## WHAT IS NEEDED
Rewrite the rows below as a JSON list of strings, one string per line, skipping blank lines. Leave out the pictures.

#### MATERIAL PROVIDED ####

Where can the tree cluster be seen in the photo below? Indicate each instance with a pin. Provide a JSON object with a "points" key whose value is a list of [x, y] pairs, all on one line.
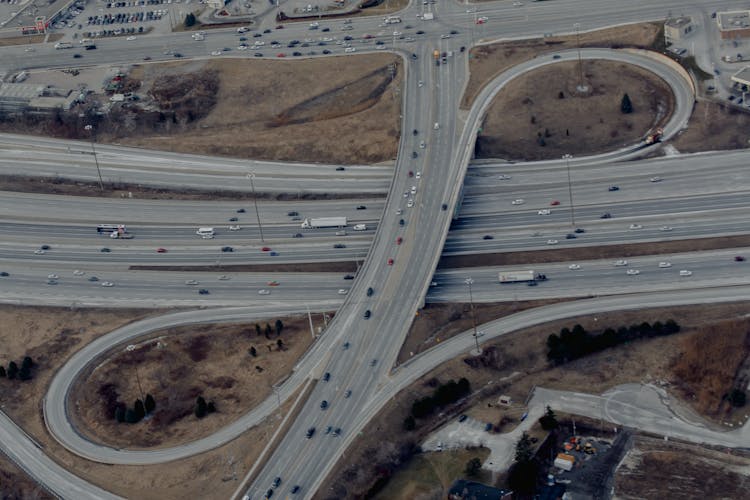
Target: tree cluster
{"points": [[576, 343], [444, 394], [14, 372]]}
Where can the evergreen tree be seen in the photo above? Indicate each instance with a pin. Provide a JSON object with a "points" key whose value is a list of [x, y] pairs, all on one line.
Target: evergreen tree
{"points": [[626, 107], [150, 403]]}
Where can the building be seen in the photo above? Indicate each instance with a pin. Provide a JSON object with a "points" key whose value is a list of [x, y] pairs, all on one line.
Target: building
{"points": [[471, 490], [678, 29], [735, 24]]}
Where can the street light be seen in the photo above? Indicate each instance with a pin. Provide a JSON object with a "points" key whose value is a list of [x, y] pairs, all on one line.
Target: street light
{"points": [[251, 176], [470, 282], [567, 158], [90, 129]]}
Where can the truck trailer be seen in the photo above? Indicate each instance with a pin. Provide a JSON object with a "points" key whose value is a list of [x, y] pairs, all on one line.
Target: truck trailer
{"points": [[324, 222]]}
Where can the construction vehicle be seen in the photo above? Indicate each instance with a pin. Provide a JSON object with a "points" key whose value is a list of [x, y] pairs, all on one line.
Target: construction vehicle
{"points": [[654, 137]]}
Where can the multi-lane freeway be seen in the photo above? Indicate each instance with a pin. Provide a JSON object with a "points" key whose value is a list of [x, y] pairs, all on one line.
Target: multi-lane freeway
{"points": [[374, 324]]}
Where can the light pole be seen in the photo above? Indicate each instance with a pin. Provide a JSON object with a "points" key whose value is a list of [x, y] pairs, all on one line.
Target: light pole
{"points": [[470, 282], [90, 129], [251, 176], [567, 158]]}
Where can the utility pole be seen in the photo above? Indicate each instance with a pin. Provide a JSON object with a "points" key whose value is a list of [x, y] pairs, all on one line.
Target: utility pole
{"points": [[251, 176], [567, 158], [90, 130]]}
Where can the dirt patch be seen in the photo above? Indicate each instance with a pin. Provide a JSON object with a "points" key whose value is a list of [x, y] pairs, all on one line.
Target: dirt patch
{"points": [[531, 117], [520, 364], [180, 364], [666, 469], [594, 252]]}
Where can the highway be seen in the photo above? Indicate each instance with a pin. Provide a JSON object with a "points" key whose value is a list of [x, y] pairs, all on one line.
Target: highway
{"points": [[400, 285]]}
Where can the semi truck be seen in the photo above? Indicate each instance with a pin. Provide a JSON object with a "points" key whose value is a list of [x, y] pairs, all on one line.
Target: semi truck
{"points": [[520, 277], [323, 222]]}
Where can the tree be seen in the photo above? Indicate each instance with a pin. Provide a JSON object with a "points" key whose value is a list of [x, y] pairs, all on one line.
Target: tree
{"points": [[139, 409], [409, 423], [150, 403], [524, 452], [473, 466], [200, 407], [548, 421], [12, 370], [626, 107]]}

####

## TASK OUTPUT
[
  "Where can the tree cluster be seen in the photo below? Indicate each instance with a pin. Provide a JSON object with a \"points\" key whose value is a list of [x, y] pairs, all on one line.",
  "Target: tree cluster",
  "{\"points\": [[576, 343], [444, 394], [14, 372]]}",
  "Where can the evergreen tree be seen in the photo above? Indicate each instance with a pin. Provide a JSON object with a \"points\" key whose value is a list of [x, y] pairs, all on one line.",
  "Target: evergreen tree",
  "{\"points\": [[626, 107], [150, 403]]}",
  "Where can the building be seen in the photo above? Indicate each instance with a pin. Provide a JSON object with a \"points\" key whose value is a list of [x, y] pairs, all on one line.",
  "Target: building",
  "{\"points\": [[471, 490], [678, 29], [735, 24]]}",
  "Where can the street light be seen in the photo above? Indicate each instance with a pin. Provide a JSON object with a \"points\" key whose value is a list of [x, y] pairs, all on one line.",
  "Target: street light",
  "{\"points\": [[251, 176], [470, 282], [567, 158], [90, 129]]}",
  "Where can the truck trailer be seen in the photo above? Indicate each instance with a pin. Provide a JSON object with a \"points\" key whose value is a list of [x, y] pairs, all on one line.",
  "Target: truck trailer",
  "{\"points\": [[324, 222]]}",
  "Where can the construction vehicle be seen in the photo above? Indicate each instance with a pin. Provide a JSON object with a \"points\" key whose value is a list of [x, y] pairs, all on one line.",
  "Target: construction vehicle",
  "{\"points\": [[654, 137]]}",
  "Where can the multi-lane freeway be seen in the photo above? Indicate each instance with a pin. Provide a JSON object with a \"points\" key whose value is a list of [x, y] pairs, all on one line.",
  "Target: multi-lane freeway",
  "{\"points\": [[374, 324]]}",
  "Where can the light pole be seen in the photo above? Indicate each instance with a pin. Provide a JSON object with a \"points\" key whose value is a list of [x, y] pairs, all on one line.",
  "Target: light pole",
  "{\"points\": [[470, 282], [90, 129], [251, 176], [567, 158]]}",
  "Where can the utility pole be seen in the photo above? Indicate each instance with a pin. Provide a JSON object with a \"points\" key whose value is a list of [x, y] pairs, all on one line.",
  "Target: utility pole",
  "{\"points\": [[251, 176], [567, 158], [90, 130]]}",
  "Where can the dirt patch be seen in the photo above? Indicate each instance with a pin. Provide a JSON object with a \"points\" key whose value is a list of [x, y] pairs, all on one line.",
  "Target: dirt patch",
  "{\"points\": [[531, 117], [520, 364], [180, 364], [666, 469], [594, 252]]}",
  "Where can the highway be seen in the photo above? Indicate each instance with a pin. Provide a JSON object with a \"points\" key whose value is a list of [x, y] pairs, all on one line.",
  "Target: highway",
  "{\"points\": [[400, 285]]}",
  "Where can the semi truck be seen in the photo above? Indicate each instance with a pin. Provide a JSON object with a \"points\" key whose value is a list of [x, y] pairs, all on one line.",
  "Target: semi truck",
  "{\"points\": [[520, 277], [323, 222]]}",
  "Where can the tree be seen in the photo above? Indicate each instance with a pin. Provide a JSON object with a \"points\" key whose value is a list of [x, y] pairs, all on one line.",
  "Target: tree",
  "{\"points\": [[139, 409], [409, 423], [150, 403], [524, 452], [473, 466], [200, 407], [548, 421], [12, 370], [626, 107]]}"
]